### [What the task asks]
Both the line containing "Where can the row" and the last line of the listing are included: write out exactly the lines from one to the other.

### [Records for processing]
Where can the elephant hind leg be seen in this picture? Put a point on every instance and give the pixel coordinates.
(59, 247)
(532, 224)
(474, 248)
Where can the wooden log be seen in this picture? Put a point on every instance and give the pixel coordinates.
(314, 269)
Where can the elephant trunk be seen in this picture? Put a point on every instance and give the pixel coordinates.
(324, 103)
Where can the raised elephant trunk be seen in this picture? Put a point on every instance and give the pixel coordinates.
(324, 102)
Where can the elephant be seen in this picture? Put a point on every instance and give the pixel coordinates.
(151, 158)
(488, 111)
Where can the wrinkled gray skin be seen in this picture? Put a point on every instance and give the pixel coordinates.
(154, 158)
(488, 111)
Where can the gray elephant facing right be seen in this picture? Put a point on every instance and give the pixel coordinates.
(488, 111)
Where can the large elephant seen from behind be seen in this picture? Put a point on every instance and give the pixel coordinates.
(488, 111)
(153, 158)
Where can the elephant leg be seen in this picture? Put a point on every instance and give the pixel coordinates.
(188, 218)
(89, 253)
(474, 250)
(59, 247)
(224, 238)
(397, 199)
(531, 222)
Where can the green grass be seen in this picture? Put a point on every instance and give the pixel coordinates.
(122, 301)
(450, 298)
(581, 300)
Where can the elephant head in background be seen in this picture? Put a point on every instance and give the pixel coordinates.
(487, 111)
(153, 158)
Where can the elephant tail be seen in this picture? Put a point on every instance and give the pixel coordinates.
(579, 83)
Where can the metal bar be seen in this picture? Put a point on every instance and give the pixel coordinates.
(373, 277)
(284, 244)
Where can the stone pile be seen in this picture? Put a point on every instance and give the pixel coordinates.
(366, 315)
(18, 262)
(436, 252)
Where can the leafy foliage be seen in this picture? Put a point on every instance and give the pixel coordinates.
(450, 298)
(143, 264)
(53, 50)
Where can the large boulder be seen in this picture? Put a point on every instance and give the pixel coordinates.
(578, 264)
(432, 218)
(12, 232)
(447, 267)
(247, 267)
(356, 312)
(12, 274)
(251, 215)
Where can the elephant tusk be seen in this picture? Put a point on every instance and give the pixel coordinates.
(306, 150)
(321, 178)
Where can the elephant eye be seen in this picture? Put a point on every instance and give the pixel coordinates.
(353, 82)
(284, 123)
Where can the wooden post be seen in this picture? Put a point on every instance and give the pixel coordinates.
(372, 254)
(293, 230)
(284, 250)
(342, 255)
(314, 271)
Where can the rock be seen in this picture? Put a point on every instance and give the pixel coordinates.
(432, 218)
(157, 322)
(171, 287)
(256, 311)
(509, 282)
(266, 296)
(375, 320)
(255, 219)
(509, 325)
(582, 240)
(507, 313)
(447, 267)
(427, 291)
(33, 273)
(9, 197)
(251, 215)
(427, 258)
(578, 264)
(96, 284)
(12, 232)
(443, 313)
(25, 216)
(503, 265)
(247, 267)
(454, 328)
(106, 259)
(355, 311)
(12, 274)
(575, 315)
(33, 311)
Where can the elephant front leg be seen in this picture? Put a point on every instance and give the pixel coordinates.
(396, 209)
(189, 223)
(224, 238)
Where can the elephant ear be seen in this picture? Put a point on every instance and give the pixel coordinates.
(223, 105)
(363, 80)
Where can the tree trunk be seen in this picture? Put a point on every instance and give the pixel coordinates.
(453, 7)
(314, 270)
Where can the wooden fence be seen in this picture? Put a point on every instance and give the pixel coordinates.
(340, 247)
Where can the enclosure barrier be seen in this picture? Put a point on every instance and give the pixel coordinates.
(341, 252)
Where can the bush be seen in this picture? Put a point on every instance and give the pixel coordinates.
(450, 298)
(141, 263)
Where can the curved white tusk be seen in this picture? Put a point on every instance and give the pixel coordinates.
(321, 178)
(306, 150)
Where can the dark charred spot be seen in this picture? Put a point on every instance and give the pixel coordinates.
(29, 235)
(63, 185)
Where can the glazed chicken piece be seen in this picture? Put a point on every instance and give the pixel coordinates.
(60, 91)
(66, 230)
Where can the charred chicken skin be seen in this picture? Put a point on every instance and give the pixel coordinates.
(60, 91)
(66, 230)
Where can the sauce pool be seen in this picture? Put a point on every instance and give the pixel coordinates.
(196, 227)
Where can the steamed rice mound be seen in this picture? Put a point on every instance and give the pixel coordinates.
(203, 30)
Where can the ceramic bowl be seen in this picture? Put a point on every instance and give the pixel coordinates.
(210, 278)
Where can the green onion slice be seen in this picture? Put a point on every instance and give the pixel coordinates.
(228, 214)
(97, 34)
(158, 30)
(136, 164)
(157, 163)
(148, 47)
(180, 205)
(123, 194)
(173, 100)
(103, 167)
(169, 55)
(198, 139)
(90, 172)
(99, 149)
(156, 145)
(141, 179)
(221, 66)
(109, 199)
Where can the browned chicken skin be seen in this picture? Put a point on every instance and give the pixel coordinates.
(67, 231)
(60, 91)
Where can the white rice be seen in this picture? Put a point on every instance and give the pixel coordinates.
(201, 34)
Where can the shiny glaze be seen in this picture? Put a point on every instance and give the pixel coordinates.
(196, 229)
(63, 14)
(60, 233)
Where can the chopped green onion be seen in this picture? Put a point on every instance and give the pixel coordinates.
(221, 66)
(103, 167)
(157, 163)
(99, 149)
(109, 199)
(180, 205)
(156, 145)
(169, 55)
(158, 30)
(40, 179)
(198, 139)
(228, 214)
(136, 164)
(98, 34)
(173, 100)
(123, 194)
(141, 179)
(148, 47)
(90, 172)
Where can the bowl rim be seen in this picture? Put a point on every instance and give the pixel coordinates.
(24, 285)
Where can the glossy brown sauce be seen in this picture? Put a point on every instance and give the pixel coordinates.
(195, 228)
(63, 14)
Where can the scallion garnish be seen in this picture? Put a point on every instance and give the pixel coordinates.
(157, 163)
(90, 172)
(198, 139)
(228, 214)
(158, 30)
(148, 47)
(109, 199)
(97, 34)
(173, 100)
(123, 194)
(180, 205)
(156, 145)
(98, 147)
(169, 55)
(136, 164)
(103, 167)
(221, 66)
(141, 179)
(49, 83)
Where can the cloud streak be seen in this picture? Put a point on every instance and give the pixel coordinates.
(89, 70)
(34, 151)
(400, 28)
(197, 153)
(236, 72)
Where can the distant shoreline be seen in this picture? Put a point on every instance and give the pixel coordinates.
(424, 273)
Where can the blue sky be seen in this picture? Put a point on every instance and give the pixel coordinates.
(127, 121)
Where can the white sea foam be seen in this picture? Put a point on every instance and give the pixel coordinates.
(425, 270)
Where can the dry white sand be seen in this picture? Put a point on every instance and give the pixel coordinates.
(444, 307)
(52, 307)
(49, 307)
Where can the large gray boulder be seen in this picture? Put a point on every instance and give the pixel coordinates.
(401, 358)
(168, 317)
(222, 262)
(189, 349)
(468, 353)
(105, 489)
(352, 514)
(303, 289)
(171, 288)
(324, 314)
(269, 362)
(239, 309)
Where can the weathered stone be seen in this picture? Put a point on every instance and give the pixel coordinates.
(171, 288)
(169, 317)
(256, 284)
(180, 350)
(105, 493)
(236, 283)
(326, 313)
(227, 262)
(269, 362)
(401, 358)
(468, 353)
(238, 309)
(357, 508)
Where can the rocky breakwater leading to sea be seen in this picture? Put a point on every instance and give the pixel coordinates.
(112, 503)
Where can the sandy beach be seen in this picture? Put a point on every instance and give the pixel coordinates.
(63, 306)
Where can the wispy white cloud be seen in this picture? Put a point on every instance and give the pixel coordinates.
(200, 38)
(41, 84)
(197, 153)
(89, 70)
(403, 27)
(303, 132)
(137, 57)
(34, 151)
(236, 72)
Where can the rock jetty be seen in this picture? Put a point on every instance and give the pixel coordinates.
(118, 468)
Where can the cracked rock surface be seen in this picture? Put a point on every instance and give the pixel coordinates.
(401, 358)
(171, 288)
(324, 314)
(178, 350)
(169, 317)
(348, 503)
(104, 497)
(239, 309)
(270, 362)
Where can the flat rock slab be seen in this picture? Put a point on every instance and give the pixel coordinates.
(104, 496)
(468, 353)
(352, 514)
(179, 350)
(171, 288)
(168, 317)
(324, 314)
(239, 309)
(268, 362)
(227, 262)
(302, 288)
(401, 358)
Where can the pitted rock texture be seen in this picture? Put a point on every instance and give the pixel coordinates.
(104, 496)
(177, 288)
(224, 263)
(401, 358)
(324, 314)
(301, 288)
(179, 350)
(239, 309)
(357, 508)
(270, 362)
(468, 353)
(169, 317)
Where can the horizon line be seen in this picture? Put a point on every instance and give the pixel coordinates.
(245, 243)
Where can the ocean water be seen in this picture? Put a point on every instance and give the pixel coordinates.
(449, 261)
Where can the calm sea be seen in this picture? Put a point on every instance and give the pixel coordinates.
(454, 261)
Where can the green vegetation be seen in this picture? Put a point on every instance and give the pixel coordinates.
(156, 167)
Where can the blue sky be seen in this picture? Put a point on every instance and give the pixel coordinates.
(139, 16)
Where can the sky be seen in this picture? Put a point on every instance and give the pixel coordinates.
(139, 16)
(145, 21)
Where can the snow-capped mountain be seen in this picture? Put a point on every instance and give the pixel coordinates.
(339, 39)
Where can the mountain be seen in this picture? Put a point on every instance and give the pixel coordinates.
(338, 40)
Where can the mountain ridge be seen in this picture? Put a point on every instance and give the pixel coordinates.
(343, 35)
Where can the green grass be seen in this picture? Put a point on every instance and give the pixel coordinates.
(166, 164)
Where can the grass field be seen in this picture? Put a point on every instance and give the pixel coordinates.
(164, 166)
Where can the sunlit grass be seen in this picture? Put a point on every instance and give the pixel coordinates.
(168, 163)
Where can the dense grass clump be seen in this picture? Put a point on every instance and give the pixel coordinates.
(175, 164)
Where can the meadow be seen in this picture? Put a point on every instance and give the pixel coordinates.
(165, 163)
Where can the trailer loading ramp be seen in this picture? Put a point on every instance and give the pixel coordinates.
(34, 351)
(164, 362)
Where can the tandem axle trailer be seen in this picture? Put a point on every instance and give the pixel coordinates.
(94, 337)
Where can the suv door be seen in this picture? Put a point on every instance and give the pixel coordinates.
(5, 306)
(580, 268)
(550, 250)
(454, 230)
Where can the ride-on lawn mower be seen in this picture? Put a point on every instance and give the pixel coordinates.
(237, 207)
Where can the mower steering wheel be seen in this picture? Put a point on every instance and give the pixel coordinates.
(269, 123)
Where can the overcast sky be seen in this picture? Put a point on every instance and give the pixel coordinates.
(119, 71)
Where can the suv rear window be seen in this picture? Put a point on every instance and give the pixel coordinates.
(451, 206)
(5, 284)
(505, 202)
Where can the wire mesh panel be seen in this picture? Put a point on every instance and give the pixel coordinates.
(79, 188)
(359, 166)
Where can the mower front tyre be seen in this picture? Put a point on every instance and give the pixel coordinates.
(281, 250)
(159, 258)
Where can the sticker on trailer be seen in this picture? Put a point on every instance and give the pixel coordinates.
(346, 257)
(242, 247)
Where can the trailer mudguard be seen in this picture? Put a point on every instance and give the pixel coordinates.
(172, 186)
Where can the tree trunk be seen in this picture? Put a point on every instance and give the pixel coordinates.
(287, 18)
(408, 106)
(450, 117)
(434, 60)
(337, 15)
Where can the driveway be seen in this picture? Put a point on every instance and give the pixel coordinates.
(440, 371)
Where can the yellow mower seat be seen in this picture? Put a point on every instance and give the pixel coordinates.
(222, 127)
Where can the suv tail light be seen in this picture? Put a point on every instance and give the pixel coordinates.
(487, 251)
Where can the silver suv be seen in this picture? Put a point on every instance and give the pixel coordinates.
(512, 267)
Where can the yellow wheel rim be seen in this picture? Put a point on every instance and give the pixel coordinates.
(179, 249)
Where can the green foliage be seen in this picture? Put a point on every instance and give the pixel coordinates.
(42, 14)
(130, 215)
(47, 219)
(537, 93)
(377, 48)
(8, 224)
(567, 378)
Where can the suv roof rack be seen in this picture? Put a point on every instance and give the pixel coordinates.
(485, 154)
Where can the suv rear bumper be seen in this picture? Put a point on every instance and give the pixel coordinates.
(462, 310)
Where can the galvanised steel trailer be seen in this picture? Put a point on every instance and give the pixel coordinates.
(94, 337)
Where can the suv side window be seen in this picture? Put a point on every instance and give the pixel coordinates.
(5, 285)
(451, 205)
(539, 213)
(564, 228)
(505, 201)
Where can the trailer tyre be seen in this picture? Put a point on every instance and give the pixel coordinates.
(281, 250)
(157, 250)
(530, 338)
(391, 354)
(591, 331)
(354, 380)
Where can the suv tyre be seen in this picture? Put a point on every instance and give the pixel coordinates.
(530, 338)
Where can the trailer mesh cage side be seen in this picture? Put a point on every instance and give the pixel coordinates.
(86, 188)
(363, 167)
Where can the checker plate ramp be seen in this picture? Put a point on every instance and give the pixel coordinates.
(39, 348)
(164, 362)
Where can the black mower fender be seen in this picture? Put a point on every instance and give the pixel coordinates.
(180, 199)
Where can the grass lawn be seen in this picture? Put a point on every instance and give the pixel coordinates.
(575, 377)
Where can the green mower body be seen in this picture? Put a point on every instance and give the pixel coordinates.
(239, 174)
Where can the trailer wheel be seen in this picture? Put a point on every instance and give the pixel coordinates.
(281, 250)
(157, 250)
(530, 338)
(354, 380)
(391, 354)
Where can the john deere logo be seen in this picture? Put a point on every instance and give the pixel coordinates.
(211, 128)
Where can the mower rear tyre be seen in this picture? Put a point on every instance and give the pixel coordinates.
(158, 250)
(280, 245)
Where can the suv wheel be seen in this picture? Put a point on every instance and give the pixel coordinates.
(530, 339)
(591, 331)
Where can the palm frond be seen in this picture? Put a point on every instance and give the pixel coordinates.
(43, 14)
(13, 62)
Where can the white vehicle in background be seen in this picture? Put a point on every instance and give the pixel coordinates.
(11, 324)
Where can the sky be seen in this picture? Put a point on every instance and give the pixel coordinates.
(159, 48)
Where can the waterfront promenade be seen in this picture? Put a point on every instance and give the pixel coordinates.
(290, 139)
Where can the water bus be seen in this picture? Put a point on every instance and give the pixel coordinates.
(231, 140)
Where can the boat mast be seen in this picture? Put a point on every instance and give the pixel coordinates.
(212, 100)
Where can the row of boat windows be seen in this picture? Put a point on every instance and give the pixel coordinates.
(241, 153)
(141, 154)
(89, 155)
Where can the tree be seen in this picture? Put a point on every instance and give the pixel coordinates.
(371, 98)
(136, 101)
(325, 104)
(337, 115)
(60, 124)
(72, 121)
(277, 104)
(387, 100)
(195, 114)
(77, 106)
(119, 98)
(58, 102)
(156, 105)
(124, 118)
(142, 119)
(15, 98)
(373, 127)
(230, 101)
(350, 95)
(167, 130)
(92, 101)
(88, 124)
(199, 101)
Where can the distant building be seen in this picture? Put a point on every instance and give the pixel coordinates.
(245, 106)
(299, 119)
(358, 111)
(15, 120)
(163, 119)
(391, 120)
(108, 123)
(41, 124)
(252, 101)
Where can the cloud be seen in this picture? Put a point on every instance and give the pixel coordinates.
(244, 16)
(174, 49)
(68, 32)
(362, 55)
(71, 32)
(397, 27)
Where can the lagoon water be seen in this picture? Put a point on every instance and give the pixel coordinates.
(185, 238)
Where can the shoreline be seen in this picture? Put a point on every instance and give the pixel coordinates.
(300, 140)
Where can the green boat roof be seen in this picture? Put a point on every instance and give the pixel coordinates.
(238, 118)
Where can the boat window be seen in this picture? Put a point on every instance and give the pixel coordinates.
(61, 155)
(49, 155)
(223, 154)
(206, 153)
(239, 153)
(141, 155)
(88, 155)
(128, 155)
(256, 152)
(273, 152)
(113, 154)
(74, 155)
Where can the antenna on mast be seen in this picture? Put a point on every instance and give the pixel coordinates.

### [Expected output]
Where can the row of boat windows be seen in this picture? Put a point on every instance and give the pixel coordinates.
(241, 153)
(141, 154)
(89, 155)
Where can the tree be seen in this picture? Put a point on every instance and give the pixel coordinates.
(371, 98)
(136, 101)
(325, 104)
(337, 115)
(60, 124)
(72, 121)
(277, 104)
(387, 100)
(195, 114)
(77, 106)
(119, 98)
(58, 102)
(156, 105)
(124, 118)
(142, 119)
(15, 98)
(373, 127)
(230, 101)
(350, 95)
(167, 130)
(92, 101)
(88, 124)
(199, 101)
Where can the distant building be seen in this picture? Put a point on every instance and give the pixel coordinates.
(245, 106)
(299, 119)
(358, 111)
(15, 120)
(163, 119)
(391, 120)
(108, 123)
(41, 124)
(252, 101)
Where can the cloud be seen in this picture? Put a point on every instance and give the pixel coordinates.
(244, 16)
(174, 49)
(68, 32)
(362, 55)
(71, 32)
(397, 27)
Where can the lagoon water be seen in this picture? Put a point on every instance and give the pixel coordinates.
(185, 238)
Where can the shoreline be seen in this picture? Put a point on every instance and give the pixel coordinates.
(300, 140)
Where can the green boat roof be seen in this picture? Put a point on every instance and give the pixel coordinates.
(238, 118)
Where can the boat window be seen in this picture? Put a point on every instance and give the pixel coordinates.
(61, 155)
(49, 155)
(223, 154)
(206, 153)
(239, 153)
(141, 155)
(88, 155)
(128, 155)
(256, 152)
(273, 152)
(113, 154)
(74, 155)
Where can the antenna on mast be seen in this picture? Put a point on every instance and give the pixel coordinates.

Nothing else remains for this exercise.